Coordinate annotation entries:
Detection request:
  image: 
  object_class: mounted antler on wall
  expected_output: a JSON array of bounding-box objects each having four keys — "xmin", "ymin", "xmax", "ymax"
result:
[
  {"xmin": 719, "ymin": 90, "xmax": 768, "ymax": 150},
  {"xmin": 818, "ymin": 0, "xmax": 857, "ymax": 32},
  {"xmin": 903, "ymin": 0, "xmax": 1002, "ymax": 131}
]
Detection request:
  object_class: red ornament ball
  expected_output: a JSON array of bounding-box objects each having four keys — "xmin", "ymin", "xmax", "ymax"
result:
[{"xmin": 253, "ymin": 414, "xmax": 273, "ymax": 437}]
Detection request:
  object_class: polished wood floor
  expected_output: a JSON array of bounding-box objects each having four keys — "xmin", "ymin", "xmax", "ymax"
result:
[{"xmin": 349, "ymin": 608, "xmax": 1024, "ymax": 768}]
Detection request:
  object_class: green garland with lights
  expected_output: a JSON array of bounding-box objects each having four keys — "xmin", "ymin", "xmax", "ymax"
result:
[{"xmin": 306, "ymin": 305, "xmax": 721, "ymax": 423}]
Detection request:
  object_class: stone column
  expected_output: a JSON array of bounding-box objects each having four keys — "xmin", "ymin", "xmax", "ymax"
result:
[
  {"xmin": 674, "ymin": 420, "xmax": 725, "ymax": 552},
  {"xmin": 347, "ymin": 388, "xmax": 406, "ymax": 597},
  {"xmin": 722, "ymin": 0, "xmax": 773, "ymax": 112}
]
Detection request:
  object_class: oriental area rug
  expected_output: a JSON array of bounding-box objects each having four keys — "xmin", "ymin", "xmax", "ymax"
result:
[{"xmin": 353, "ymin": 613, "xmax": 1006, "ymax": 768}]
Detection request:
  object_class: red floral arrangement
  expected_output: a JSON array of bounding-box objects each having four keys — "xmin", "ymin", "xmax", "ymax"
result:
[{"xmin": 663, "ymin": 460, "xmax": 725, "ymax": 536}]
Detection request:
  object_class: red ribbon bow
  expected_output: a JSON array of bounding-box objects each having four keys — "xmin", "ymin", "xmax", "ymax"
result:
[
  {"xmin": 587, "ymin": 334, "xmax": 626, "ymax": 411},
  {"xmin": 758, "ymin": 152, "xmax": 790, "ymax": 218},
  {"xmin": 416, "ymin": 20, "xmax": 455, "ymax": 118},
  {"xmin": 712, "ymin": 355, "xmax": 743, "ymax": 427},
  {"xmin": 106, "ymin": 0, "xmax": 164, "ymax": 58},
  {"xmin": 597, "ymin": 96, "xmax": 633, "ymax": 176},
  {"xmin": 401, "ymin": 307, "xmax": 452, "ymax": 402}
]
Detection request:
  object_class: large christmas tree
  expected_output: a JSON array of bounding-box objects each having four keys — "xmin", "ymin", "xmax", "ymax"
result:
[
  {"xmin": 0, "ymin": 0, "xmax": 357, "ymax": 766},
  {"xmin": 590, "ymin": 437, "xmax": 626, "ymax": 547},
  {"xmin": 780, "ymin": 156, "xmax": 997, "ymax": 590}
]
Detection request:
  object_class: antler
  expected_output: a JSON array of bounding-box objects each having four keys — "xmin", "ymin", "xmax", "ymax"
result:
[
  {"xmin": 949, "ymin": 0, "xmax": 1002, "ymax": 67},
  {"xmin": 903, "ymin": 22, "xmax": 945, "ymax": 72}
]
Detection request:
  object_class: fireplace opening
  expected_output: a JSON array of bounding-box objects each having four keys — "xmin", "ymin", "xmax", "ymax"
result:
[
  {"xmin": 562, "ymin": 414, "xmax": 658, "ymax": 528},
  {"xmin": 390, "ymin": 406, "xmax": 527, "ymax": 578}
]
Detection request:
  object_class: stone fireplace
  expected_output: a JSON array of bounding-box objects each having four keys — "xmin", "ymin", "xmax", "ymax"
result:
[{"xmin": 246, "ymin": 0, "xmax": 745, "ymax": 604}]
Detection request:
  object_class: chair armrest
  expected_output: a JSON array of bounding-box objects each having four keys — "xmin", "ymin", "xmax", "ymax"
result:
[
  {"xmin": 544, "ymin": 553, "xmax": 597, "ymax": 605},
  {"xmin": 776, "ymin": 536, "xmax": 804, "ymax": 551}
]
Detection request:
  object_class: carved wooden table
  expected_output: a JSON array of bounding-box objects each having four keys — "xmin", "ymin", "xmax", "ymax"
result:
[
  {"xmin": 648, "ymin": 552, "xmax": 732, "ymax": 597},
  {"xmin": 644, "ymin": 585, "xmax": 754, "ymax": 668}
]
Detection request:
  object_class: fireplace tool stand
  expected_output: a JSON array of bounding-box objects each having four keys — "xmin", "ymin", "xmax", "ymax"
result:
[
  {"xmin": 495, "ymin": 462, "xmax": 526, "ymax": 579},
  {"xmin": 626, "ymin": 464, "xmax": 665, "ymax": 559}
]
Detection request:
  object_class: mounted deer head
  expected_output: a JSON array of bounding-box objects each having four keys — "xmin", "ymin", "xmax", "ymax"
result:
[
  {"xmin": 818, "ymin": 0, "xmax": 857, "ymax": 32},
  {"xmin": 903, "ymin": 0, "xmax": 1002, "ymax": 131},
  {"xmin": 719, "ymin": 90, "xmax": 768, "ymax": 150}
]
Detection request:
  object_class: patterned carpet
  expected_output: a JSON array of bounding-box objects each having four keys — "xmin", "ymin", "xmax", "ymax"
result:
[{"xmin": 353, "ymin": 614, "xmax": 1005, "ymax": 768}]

> **Requirement**
Collect every line in the material above that contains the string "mounted".

> **Worked solution**
  object_class: mounted antler on wall
  object_class: mounted deer head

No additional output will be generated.